*Excerpted records*.

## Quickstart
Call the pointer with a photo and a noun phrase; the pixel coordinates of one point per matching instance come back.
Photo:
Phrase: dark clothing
* * *
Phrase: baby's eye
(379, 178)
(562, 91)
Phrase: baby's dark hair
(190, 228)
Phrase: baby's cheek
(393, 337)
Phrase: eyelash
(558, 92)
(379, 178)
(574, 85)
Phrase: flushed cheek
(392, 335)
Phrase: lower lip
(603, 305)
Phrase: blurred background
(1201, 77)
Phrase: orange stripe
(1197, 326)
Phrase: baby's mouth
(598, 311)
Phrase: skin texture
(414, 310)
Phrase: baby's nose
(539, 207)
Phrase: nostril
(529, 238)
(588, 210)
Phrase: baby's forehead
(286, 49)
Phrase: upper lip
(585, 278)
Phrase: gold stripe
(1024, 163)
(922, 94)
* * *
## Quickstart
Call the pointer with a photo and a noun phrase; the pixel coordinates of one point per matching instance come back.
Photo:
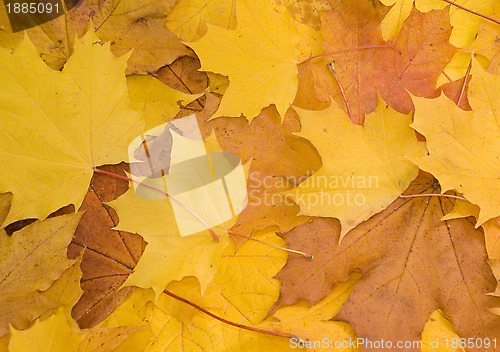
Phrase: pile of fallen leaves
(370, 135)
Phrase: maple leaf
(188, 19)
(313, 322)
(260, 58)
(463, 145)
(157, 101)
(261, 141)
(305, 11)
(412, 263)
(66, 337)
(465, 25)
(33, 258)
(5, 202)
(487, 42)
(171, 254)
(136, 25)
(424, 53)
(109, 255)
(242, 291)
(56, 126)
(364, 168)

*Work to complete*.
Find every line in the listing that contains the word "dark" and copy each of those lines in full.

*The answer*.
Phrase: dark clothing
Phrase: baby's dark hair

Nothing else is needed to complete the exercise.